◆ **Work to complete**
Locate each line in the material below that contains the string "player", and copy those lines out in full.
================================
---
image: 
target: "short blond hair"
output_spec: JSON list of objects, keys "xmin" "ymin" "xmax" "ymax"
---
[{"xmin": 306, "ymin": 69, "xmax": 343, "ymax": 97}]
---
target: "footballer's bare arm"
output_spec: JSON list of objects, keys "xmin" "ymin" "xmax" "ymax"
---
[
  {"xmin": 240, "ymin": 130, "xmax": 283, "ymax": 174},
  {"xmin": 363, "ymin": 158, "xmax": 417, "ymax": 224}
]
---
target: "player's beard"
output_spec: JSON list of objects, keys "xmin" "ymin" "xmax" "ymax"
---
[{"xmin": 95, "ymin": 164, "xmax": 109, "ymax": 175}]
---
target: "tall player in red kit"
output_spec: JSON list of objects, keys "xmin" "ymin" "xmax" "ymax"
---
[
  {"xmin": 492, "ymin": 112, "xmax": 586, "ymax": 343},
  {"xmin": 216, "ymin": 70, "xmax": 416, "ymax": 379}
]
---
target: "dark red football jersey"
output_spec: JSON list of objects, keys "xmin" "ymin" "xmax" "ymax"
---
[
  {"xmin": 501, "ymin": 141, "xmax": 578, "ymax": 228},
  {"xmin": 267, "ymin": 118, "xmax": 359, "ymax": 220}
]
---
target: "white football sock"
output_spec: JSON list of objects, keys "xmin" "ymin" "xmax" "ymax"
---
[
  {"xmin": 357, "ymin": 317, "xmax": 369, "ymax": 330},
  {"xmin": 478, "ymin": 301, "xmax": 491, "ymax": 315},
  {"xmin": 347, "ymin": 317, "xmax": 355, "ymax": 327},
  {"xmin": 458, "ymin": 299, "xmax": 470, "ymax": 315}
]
================================
◆ **Exercise result**
target: "player's beard"
target: "tall player in red kit"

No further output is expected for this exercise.